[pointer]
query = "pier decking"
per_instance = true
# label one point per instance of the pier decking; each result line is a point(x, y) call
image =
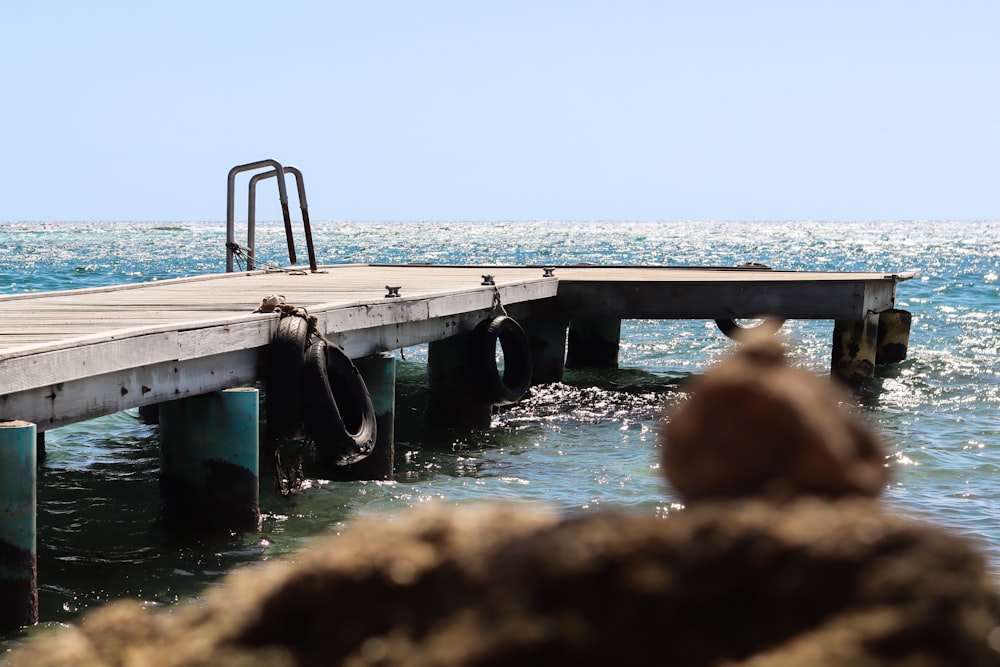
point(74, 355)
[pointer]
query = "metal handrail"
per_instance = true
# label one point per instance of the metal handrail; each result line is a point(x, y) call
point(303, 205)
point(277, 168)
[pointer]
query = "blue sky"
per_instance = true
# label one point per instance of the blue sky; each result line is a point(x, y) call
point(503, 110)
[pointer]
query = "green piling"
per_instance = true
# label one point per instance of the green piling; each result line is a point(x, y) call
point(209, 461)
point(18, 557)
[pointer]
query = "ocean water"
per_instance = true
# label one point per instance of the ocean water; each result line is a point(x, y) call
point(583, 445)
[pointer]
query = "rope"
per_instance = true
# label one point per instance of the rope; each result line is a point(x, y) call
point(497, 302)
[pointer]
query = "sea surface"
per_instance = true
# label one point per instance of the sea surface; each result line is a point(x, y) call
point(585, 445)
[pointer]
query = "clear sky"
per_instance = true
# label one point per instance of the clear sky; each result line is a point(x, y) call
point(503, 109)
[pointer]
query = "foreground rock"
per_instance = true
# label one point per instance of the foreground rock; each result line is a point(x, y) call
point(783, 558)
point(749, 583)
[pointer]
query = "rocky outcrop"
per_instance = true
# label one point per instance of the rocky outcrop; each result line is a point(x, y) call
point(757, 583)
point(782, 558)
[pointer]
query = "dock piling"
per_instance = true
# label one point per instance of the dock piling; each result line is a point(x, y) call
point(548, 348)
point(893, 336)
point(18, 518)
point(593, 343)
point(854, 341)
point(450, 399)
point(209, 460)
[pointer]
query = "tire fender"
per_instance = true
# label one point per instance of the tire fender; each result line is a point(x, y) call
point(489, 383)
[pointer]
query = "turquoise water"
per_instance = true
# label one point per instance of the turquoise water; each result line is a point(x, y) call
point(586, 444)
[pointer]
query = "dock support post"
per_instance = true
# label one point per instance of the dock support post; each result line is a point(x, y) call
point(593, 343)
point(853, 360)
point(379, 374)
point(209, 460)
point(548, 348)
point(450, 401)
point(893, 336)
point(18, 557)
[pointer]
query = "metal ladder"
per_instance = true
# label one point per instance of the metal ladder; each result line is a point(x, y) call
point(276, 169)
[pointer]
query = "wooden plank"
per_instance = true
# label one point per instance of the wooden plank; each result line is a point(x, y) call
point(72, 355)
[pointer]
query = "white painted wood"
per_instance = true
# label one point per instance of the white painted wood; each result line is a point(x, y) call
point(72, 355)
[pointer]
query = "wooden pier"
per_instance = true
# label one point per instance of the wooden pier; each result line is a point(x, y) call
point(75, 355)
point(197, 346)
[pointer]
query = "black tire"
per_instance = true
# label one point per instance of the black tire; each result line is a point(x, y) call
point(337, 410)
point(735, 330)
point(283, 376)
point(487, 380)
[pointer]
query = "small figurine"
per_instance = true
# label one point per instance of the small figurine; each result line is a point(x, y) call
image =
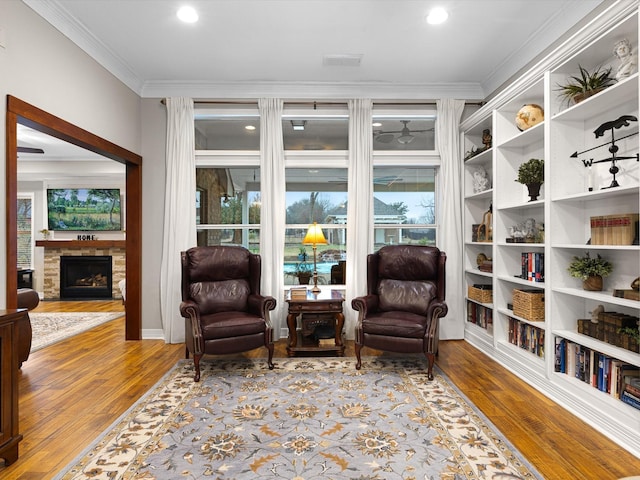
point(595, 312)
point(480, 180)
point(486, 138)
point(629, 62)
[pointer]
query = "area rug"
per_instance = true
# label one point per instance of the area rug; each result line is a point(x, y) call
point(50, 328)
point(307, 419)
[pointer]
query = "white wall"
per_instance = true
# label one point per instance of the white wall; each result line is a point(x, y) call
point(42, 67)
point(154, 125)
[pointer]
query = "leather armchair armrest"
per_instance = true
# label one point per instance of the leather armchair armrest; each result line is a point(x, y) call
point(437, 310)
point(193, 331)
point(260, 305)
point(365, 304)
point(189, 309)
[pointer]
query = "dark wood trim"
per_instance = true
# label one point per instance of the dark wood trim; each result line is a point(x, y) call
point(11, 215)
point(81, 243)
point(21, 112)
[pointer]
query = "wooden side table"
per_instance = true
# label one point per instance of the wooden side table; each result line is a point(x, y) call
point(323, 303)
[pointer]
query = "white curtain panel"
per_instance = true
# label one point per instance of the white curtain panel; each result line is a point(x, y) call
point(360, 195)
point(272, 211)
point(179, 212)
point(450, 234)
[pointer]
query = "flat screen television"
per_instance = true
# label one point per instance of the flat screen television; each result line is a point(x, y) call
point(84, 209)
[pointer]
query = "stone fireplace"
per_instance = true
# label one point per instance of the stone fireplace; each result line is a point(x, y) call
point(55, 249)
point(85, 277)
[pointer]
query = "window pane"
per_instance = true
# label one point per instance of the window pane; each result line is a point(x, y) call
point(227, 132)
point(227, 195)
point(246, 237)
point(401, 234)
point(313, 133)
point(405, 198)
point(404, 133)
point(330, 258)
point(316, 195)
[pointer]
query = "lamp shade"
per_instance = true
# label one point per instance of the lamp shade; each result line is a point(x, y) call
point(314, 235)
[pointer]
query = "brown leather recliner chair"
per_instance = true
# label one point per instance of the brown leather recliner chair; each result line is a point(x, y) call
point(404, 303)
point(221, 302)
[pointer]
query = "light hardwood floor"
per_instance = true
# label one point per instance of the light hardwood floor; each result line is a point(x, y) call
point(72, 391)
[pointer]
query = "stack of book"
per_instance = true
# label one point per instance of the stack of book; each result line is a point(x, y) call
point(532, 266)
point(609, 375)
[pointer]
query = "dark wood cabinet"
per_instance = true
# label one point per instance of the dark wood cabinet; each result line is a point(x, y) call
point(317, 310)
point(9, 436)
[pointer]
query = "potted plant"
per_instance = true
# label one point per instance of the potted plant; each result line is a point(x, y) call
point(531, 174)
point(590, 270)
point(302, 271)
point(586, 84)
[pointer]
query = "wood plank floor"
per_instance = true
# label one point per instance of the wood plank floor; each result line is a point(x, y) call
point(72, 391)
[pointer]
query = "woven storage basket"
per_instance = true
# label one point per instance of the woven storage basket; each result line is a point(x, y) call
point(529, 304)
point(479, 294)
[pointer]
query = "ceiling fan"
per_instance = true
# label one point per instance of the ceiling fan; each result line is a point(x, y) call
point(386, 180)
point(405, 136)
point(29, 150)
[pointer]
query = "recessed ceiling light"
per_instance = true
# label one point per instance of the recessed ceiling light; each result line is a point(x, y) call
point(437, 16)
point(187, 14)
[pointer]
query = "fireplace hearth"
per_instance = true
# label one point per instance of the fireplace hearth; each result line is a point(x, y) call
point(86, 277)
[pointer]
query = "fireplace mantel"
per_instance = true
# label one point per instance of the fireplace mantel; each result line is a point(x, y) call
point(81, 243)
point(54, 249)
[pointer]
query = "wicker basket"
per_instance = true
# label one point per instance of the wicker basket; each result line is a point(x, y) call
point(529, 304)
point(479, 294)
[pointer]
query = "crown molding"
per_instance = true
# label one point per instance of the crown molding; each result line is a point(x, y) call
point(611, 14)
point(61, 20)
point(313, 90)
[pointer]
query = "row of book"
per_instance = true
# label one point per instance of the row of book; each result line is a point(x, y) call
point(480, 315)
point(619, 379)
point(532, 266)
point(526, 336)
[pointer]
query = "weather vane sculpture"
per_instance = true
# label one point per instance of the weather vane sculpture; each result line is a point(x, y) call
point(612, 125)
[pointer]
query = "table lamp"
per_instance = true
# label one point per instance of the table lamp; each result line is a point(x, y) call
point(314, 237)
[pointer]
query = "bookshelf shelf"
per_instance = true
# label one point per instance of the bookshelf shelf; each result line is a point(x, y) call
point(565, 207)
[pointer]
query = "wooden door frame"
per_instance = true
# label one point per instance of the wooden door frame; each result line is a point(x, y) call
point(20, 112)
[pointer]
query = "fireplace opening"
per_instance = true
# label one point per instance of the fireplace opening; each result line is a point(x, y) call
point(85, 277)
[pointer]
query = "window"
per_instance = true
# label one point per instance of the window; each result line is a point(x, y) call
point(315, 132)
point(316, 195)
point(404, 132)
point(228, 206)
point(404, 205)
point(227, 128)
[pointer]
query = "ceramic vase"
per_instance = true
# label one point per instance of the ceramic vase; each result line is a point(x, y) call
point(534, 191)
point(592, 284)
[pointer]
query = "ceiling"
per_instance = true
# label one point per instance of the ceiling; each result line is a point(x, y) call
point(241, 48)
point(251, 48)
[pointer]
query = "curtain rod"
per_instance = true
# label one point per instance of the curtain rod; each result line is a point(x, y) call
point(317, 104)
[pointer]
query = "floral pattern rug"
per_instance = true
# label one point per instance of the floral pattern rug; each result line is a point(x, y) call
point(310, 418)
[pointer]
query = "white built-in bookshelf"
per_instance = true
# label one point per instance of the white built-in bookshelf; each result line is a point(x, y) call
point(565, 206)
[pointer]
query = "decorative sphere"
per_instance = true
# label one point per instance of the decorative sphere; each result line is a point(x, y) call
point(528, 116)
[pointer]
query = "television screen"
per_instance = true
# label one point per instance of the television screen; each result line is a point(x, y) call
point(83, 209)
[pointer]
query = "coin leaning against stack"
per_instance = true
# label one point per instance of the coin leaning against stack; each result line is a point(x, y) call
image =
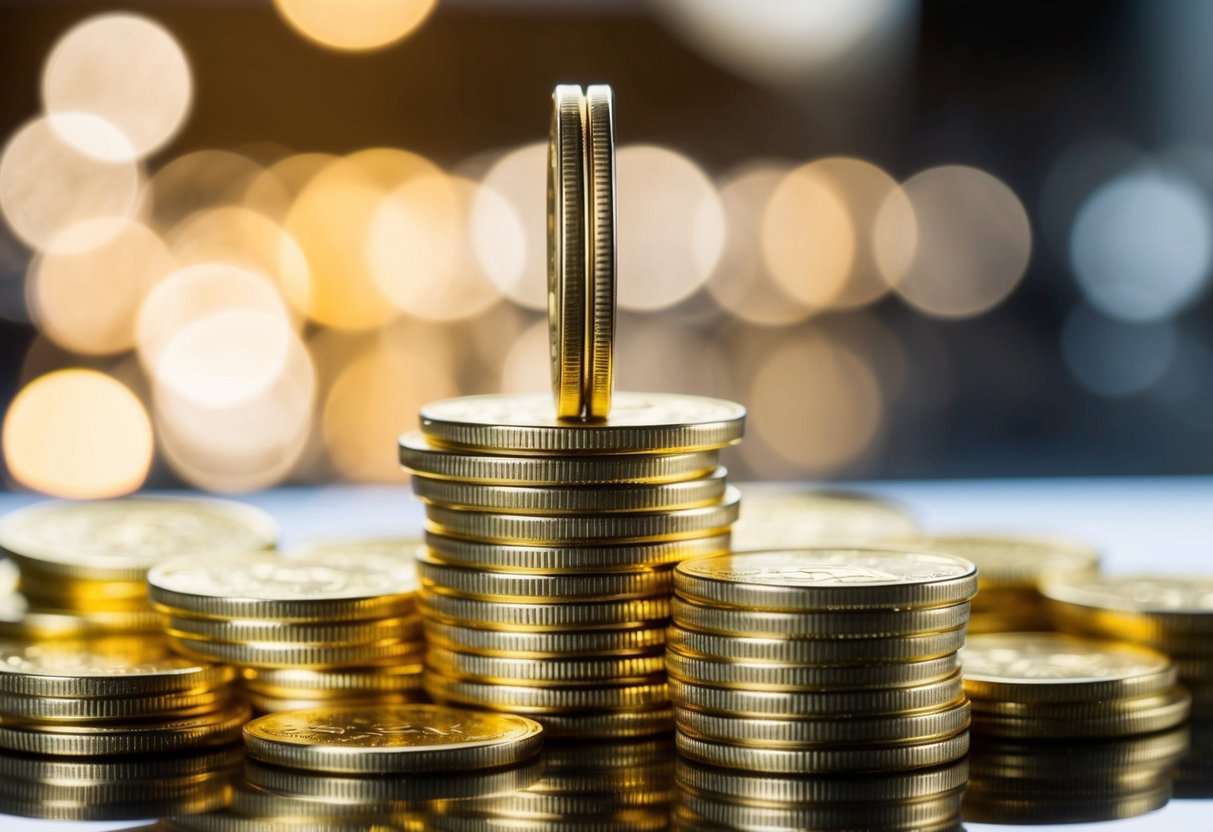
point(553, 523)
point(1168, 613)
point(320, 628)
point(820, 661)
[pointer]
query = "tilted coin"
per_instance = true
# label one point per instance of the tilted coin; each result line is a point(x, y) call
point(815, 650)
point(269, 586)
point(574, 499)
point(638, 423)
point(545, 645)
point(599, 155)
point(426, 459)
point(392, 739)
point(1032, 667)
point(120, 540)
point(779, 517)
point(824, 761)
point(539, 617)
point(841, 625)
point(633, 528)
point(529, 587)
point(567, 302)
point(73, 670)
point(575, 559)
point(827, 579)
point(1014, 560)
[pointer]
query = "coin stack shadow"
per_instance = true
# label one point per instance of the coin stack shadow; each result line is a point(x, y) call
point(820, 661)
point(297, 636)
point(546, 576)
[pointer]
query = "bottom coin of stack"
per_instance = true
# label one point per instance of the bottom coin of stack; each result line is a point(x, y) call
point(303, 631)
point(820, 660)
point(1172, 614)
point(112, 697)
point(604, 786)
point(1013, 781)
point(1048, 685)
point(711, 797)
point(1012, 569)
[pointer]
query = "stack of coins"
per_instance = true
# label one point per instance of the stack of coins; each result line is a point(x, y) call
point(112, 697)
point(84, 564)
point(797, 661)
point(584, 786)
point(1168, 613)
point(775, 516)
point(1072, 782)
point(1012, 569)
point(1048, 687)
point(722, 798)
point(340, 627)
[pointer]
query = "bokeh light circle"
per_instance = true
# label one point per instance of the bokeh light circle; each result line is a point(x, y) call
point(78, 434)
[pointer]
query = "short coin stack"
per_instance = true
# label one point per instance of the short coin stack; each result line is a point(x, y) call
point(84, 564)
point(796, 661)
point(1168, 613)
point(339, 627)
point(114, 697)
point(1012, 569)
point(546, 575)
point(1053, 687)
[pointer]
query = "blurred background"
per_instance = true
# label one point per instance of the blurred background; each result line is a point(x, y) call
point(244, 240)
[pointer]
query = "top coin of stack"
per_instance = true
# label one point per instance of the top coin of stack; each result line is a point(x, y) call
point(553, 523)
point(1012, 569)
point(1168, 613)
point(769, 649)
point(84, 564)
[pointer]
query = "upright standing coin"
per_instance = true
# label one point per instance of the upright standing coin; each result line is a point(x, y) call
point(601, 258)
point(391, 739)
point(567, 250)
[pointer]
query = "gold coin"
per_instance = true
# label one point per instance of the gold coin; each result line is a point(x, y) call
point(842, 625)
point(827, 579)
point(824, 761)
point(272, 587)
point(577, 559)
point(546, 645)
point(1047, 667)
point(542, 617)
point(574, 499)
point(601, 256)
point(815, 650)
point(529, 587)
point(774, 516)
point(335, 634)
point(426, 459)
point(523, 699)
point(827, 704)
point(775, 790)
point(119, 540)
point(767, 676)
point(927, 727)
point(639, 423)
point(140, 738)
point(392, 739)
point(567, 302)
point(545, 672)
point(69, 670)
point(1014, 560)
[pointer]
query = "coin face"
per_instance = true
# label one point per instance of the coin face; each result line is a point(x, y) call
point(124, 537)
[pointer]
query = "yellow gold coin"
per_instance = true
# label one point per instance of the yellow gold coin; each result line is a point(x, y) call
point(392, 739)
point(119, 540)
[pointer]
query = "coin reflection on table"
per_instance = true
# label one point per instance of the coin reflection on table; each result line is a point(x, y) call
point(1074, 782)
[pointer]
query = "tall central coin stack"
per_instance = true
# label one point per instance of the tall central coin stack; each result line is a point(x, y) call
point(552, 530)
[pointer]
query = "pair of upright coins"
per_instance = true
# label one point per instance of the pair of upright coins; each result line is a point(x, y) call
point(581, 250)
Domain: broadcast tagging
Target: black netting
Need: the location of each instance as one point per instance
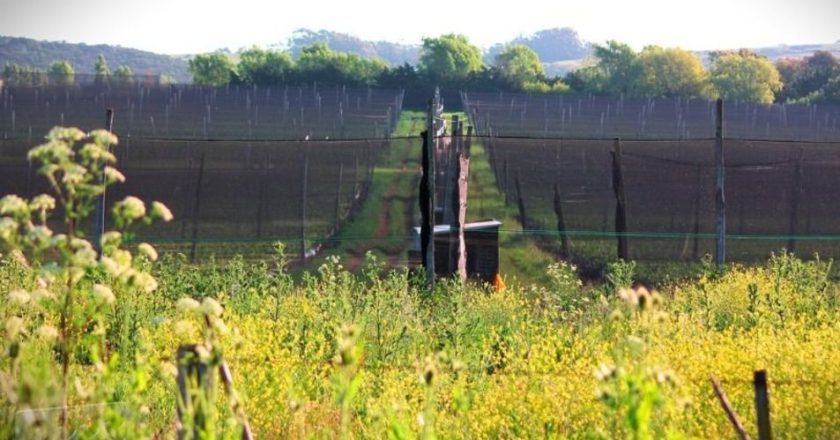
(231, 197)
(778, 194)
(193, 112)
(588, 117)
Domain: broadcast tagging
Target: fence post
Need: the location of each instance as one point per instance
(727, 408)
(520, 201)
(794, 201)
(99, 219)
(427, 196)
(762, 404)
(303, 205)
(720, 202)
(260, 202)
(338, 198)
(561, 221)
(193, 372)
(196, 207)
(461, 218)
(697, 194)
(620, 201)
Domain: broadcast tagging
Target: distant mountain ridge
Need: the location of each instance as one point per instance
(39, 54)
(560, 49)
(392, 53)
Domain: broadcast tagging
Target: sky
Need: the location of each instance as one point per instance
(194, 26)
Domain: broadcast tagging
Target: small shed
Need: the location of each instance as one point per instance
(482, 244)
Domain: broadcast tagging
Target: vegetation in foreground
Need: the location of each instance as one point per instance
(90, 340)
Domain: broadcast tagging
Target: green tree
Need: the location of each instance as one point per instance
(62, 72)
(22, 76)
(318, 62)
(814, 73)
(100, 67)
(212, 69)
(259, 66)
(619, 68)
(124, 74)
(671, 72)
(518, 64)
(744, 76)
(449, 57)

**WORK TO COMPLETE:**
Only lines holding the word "figurine" are wanted, so copy each of them from the records above.

**EXERCISE RESULT:**
query = "small figurine"
# label one point per instance of the small figurine; each result line is a point(x, y) call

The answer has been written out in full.